TASK DESCRIPTION
Reproduce verbatim the stretch of the material below from the line containing "the red jersey, the" through the end of the material.

Dataset entries
------------------------------------------------------------

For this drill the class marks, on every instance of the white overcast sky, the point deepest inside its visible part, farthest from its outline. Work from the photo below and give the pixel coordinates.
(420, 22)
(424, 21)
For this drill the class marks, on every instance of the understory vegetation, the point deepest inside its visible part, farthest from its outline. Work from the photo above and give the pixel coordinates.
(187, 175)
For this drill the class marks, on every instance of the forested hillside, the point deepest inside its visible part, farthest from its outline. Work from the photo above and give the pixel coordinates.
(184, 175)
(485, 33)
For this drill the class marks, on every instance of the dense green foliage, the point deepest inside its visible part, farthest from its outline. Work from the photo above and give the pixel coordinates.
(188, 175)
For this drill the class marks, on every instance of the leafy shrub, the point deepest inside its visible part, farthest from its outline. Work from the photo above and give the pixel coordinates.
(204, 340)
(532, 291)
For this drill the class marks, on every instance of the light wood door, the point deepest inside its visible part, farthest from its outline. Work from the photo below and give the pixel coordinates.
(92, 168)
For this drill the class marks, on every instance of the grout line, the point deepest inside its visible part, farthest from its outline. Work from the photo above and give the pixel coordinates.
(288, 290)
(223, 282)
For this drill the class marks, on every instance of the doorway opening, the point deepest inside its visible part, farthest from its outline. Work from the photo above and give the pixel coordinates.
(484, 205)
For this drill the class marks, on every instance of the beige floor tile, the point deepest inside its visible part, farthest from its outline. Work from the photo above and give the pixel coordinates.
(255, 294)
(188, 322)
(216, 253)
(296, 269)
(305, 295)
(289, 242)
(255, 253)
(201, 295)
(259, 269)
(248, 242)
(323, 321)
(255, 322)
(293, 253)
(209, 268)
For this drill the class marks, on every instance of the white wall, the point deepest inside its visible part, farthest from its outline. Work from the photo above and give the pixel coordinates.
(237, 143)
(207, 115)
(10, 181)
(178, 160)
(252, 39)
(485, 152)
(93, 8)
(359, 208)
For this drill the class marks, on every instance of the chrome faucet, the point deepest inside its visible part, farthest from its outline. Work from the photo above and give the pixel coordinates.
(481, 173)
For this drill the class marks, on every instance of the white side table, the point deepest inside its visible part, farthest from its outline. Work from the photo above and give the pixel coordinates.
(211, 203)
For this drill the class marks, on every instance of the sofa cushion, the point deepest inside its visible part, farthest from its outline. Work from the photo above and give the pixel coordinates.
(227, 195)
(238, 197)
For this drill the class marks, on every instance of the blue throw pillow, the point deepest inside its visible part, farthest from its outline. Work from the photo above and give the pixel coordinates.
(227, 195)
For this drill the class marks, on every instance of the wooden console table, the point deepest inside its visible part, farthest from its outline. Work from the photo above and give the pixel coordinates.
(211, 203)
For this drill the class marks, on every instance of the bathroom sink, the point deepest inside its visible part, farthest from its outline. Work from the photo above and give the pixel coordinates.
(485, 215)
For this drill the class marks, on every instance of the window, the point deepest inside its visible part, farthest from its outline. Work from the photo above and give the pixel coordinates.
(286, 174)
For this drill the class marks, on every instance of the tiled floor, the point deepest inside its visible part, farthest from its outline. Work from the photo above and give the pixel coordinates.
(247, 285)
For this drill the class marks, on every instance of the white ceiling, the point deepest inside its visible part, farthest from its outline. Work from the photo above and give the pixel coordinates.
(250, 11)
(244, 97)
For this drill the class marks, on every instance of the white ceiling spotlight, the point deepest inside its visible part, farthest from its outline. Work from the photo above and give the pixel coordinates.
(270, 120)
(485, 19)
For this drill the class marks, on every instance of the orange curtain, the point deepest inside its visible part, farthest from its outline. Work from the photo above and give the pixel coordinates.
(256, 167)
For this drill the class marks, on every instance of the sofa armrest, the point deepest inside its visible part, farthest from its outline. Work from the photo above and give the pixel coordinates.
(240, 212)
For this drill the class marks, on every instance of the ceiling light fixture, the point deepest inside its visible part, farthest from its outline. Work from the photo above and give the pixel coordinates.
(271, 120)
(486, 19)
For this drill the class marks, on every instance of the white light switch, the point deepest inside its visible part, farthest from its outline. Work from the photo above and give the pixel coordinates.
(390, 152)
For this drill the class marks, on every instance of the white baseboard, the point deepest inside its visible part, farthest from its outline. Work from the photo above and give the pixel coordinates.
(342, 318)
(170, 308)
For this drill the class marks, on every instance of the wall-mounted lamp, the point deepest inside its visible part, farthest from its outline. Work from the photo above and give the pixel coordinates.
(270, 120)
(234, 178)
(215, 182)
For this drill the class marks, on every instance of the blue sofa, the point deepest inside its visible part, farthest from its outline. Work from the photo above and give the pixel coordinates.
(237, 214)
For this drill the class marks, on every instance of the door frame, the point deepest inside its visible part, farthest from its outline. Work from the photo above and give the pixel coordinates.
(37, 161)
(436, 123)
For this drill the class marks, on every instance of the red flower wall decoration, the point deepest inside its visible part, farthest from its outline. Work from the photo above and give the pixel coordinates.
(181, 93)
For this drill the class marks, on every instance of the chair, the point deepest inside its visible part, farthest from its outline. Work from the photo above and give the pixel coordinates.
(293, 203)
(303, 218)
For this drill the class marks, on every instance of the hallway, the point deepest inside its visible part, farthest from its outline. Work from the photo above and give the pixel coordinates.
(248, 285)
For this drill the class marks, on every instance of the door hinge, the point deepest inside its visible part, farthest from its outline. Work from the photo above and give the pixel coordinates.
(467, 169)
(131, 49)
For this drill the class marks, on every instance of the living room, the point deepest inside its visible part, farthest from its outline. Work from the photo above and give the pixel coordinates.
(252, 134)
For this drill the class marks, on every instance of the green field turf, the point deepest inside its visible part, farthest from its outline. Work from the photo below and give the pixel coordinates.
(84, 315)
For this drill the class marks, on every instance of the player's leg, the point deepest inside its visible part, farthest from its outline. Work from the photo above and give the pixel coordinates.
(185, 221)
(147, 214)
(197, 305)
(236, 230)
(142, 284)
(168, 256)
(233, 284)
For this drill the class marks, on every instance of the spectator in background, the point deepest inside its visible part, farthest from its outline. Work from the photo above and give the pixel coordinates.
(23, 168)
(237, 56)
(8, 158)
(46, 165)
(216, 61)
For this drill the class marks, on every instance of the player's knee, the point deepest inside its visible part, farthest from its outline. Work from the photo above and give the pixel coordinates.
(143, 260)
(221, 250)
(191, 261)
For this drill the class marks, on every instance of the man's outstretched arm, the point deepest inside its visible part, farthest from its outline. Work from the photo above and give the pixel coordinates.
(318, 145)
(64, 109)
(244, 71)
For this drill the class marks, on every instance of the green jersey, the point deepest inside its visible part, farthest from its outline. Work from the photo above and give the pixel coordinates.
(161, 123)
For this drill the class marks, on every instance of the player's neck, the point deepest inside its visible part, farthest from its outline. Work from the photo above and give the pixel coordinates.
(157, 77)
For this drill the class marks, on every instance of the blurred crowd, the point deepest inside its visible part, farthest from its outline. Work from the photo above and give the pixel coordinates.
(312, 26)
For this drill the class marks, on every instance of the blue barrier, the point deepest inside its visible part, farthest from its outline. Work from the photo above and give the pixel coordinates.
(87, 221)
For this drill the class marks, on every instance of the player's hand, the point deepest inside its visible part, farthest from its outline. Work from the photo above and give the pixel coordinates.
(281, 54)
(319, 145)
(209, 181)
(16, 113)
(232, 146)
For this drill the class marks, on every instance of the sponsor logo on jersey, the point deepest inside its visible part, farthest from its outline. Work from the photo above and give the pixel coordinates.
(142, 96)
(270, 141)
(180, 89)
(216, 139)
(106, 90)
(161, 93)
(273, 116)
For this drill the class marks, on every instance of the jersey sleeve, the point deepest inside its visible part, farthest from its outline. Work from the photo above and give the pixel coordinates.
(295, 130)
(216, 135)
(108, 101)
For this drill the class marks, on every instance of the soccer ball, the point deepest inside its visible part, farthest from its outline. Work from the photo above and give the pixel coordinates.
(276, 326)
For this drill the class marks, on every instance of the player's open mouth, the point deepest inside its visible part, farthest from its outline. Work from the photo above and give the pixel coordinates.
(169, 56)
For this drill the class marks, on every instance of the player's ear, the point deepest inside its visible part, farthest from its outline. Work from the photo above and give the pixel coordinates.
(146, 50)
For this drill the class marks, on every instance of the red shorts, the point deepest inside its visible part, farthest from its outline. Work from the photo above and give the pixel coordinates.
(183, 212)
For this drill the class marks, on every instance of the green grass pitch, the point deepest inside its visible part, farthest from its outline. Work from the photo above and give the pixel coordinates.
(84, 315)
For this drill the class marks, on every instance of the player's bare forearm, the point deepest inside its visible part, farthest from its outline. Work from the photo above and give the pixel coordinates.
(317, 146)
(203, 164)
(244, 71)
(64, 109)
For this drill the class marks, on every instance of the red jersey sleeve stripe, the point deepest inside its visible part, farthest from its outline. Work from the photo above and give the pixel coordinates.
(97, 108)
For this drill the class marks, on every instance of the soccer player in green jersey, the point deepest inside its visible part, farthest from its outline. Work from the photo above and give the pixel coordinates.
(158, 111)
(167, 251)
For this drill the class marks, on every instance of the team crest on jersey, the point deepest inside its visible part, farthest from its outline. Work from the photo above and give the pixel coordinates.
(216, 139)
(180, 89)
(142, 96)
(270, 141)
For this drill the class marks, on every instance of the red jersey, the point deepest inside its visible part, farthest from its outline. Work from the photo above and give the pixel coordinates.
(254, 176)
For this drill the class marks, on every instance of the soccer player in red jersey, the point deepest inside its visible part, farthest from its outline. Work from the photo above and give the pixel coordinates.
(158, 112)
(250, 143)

------------------------------------------------------------

EXPECTED ANSWER
For this drill the class marks, on every instance of the red jersey, the point deepest inside its visible part, farthest from its outline. Work from the photo above and give the pixel coordinates.
(254, 176)
For this drill the class marks, on every instance of the soccer player in red jersey, the point deepest inside its visible part, farthest from its outline. Work from the photo above and give the pixel coordinates.
(158, 112)
(250, 143)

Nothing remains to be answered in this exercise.